* **Information supplied**:
>>>

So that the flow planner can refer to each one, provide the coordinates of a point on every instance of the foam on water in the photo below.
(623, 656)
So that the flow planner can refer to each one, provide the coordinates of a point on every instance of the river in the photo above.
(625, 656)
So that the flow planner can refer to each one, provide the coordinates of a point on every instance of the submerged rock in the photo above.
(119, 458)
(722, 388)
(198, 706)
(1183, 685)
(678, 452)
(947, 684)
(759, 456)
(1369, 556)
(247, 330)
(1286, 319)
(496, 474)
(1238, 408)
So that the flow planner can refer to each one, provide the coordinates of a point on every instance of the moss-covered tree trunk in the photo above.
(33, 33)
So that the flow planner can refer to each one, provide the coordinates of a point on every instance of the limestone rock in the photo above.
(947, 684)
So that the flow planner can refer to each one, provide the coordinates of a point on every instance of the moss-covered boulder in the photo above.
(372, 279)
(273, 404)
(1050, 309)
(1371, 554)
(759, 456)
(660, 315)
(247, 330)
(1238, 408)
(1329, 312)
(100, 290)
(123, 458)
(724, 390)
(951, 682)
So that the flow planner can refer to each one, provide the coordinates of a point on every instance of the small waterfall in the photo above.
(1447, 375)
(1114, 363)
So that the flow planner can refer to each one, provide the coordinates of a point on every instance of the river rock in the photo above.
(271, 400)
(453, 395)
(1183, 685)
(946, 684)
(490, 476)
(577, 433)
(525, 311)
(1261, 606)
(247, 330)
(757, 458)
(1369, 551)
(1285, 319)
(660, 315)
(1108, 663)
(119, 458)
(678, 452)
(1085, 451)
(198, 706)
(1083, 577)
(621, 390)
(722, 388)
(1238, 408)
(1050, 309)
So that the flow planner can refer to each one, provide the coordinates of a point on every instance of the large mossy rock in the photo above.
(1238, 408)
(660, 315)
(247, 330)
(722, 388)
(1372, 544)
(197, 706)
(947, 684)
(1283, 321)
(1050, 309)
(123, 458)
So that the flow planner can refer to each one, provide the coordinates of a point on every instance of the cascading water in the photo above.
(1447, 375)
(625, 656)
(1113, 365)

<<<

* **What the task requires**: Copy the material from the line containing "waterfall in the photo above." down to the line containing "(1114, 363)", both lines included. Keep every line's wording unchanged, but offset each coordinate in the answers by adding 50 to every number.

* **Task response**:
So that the flow planner can refer to each one, provide the coordinates of a point on every instance of the small waterfall in the photo above.
(1497, 425)
(1164, 413)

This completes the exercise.